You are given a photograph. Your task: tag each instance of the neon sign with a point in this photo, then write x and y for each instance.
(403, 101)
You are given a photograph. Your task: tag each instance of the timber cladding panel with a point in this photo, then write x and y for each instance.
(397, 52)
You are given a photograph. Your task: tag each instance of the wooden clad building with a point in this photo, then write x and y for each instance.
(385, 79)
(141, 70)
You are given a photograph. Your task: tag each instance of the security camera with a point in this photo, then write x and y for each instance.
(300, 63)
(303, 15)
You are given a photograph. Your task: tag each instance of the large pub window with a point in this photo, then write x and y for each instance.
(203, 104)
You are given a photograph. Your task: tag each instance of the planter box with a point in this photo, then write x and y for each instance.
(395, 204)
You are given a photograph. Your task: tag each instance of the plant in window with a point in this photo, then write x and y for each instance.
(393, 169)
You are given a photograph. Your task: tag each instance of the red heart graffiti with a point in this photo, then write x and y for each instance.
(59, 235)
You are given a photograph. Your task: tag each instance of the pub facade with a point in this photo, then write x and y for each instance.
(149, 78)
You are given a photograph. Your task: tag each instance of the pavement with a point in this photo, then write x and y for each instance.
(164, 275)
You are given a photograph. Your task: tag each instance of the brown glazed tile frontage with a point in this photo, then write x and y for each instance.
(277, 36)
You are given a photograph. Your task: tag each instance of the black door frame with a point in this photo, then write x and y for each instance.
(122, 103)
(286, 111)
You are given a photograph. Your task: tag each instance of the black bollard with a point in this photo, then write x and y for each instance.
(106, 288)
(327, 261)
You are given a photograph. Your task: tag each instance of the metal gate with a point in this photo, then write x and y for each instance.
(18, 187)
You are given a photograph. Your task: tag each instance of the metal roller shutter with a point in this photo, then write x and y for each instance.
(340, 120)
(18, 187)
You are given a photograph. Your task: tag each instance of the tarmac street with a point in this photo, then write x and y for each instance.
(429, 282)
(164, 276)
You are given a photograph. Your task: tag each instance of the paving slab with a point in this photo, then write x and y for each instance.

> Written exercise
Can you rewrite the listing above, requests included, from the line containing "the metal roller" through the end of the listing, rescaling every x and y coordinate in the answers by 1.35 and rounding to whole numbers with halves rounded up?

> Reply
You are given a photograph. Your task: tag each instance of the metal roller shutter with a point in this photo, then write x and y for each instance.
(459, 162)
(24, 252)
You are given a photograph. Your task: tag each instance of the tarmac street with a point in this photo, then write x and y for each instance.
(579, 381)
(221, 373)
You are given a photograph. Your task: tag each instance of the paving slab with a point in this photo, then write x and y for each instance.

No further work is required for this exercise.